§ **Directive**: Output every line of the material below as a Markdown table with the columns Row and Line, numbering each row and skipping blank lines. Leave the pictures out of the table.

——

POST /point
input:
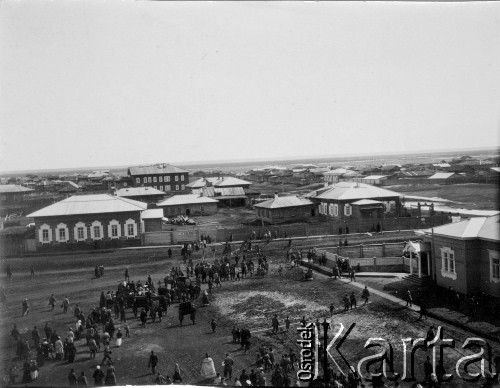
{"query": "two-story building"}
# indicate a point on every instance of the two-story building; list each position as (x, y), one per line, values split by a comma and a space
(163, 177)
(467, 255)
(354, 200)
(98, 219)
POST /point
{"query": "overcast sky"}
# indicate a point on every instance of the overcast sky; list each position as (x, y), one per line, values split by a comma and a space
(124, 83)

——

§ **Response below**:
| Row | Line |
|---|---|
| 1 | POST /point |
| 2 | input: |
| 3 | {"query": "two-story building"} |
| 4 | # indicate a point on every instance of the two-story building; list each position as (x, y), one per line, values split by a comma and a space |
| 5 | (163, 177) |
| 6 | (467, 255) |
| 7 | (354, 200) |
| 8 | (98, 219) |
| 9 | POST /point |
| 10 | {"query": "overcast sky"} |
| 11 | # indicate a point on every instance of the overcast sky; list each position as (x, y), one per line, values split by a comma and a space |
| 12 | (124, 83) |